◆ MATERIAL SUPPLIED
---

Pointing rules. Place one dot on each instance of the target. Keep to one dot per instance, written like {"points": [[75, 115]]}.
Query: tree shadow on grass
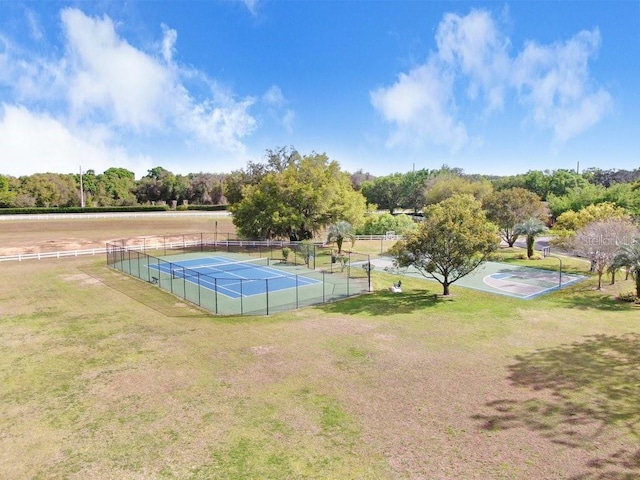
{"points": [[142, 292], [582, 392], [384, 303], [583, 300]]}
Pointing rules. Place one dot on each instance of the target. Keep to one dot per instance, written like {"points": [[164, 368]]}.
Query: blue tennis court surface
{"points": [[233, 278]]}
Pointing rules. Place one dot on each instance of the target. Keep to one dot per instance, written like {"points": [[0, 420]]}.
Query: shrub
{"points": [[629, 296]]}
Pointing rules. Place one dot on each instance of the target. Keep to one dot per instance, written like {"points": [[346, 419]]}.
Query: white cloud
{"points": [[34, 25], [276, 104], [110, 76], [288, 120], [103, 84], [475, 46], [419, 104], [56, 148], [169, 38], [274, 97], [552, 81]]}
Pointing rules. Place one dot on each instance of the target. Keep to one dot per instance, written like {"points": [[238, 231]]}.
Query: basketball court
{"points": [[501, 278]]}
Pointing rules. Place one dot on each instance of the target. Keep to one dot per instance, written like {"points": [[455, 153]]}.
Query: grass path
{"points": [[103, 376]]}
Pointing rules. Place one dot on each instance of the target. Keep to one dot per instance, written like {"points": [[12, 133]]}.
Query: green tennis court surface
{"points": [[504, 279]]}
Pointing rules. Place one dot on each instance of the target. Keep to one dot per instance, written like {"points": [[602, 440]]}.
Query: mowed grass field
{"points": [[105, 377]]}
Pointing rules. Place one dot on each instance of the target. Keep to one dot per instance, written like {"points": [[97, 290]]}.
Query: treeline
{"points": [[114, 187], [561, 189]]}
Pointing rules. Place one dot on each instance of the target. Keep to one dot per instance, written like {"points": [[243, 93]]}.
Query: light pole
{"points": [[547, 253], [81, 190]]}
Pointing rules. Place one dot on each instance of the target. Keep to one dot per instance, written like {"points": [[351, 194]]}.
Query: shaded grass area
{"points": [[103, 376]]}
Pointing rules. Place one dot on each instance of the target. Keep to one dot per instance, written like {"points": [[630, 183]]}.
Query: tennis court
{"points": [[233, 278], [503, 279]]}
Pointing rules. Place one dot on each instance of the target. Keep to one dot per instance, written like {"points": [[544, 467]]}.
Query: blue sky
{"points": [[489, 87]]}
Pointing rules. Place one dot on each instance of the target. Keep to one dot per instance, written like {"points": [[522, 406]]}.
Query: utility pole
{"points": [[81, 190]]}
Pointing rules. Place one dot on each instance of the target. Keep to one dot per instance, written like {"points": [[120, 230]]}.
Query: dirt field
{"points": [[29, 236], [103, 377]]}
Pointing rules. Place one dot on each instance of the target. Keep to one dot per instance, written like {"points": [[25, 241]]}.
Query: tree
{"points": [[339, 231], [507, 208], [385, 192], [531, 228], [573, 221], [413, 189], [444, 185], [298, 202], [576, 199], [629, 256], [600, 241], [116, 186], [379, 224], [454, 239], [276, 161], [7, 193]]}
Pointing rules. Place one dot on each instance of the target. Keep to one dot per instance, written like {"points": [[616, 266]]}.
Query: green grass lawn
{"points": [[104, 376]]}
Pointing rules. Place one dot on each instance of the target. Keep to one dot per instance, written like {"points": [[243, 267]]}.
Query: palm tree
{"points": [[337, 232], [530, 228], [629, 256]]}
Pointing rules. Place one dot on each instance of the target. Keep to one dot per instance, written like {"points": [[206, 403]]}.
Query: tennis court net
{"points": [[214, 269]]}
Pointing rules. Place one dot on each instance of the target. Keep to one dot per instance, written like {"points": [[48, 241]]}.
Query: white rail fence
{"points": [[171, 246]]}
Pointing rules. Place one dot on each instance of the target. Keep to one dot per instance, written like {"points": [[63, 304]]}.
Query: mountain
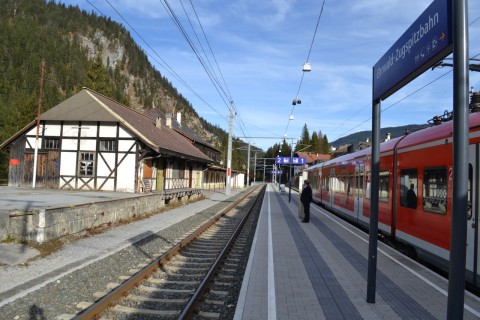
{"points": [[355, 138], [79, 50]]}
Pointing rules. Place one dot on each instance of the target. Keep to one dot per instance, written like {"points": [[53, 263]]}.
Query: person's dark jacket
{"points": [[306, 196]]}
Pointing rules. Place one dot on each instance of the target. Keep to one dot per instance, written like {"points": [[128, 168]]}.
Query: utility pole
{"points": [[255, 169], [248, 166], [229, 151], [34, 178]]}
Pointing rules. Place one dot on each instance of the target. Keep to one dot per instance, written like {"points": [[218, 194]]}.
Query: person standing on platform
{"points": [[306, 198]]}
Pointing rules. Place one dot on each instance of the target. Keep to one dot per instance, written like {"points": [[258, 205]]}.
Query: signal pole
{"points": [[229, 152], [34, 178]]}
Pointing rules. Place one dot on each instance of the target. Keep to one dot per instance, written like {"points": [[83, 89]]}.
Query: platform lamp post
{"points": [[229, 152], [291, 160], [34, 178]]}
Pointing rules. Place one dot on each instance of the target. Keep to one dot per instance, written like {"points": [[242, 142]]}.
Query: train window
{"points": [[326, 183], [435, 190], [350, 184], [383, 191], [470, 191], [408, 188]]}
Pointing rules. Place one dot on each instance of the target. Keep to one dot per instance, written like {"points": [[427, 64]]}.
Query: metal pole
{"points": [[255, 169], [290, 172], [248, 166], [264, 170], [229, 156], [34, 178], [374, 187], [458, 241]]}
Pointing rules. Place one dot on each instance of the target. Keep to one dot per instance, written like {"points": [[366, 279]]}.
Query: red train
{"points": [[415, 191]]}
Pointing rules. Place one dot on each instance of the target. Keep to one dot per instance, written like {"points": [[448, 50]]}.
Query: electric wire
{"points": [[162, 62], [399, 101], [207, 66], [303, 72]]}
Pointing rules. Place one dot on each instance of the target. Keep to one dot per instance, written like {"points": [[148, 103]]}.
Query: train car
{"points": [[415, 192]]}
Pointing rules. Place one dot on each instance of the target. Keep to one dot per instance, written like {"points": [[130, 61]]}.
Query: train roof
{"points": [[438, 132]]}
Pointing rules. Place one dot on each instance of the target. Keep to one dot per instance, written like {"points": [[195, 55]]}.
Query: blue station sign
{"points": [[286, 160], [427, 41]]}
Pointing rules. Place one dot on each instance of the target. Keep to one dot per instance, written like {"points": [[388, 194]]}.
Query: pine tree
{"points": [[98, 79]]}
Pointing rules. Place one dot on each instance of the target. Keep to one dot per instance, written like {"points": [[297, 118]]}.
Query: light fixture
{"points": [[307, 67], [296, 101]]}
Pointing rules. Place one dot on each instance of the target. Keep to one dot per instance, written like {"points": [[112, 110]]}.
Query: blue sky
{"points": [[260, 48]]}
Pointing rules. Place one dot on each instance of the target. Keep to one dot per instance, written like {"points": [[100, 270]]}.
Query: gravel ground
{"points": [[48, 287]]}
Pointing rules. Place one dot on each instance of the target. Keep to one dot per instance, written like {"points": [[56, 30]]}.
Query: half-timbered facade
{"points": [[90, 142]]}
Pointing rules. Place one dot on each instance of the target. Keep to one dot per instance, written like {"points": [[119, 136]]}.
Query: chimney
{"points": [[169, 117], [179, 118]]}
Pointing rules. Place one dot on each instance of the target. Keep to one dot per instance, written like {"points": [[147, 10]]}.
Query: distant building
{"points": [[90, 142]]}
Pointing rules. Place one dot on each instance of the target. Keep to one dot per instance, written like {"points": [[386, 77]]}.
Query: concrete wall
{"points": [[47, 224]]}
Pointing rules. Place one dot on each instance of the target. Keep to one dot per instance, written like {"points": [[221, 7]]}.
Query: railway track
{"points": [[194, 279]]}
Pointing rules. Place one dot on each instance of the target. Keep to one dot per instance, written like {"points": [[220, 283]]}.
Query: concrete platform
{"points": [[318, 270], [13, 253]]}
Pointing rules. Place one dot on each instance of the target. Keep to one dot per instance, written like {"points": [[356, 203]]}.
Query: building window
{"points": [[51, 143], [108, 145], [435, 190], [408, 188], [86, 165]]}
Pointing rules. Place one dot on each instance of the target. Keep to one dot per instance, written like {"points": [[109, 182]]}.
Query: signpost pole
{"points": [[458, 241], [375, 181]]}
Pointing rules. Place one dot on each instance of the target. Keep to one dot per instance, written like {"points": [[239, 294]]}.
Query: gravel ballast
{"points": [[48, 287]]}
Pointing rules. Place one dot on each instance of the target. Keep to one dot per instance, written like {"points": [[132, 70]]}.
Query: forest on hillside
{"points": [[36, 31]]}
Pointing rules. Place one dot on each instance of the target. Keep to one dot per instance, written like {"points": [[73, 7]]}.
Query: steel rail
{"points": [[94, 311], [194, 300]]}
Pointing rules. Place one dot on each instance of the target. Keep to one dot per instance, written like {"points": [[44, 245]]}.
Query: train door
{"points": [[358, 208], [332, 187], [473, 242]]}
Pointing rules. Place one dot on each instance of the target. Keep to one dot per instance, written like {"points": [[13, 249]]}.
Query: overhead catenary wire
{"points": [[399, 101], [222, 89], [162, 62]]}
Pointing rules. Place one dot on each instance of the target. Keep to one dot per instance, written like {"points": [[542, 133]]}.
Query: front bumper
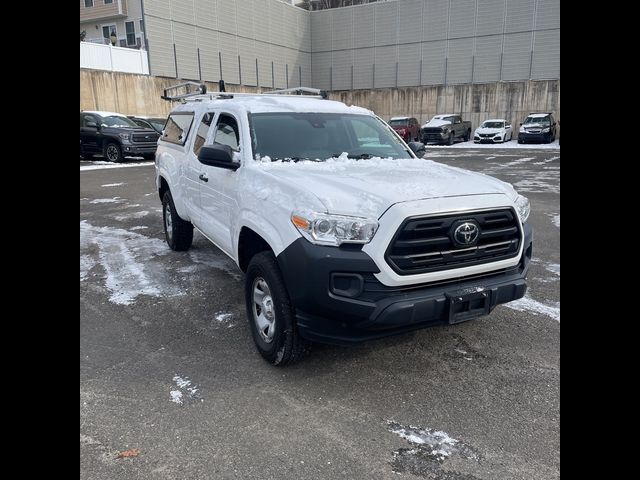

---

◆ TASK TO COMPLETE
Please pull out every line of the material above that contains the word "white", treating case as significant.

◆ RESULT
Query: white cloud
Query: white rail fence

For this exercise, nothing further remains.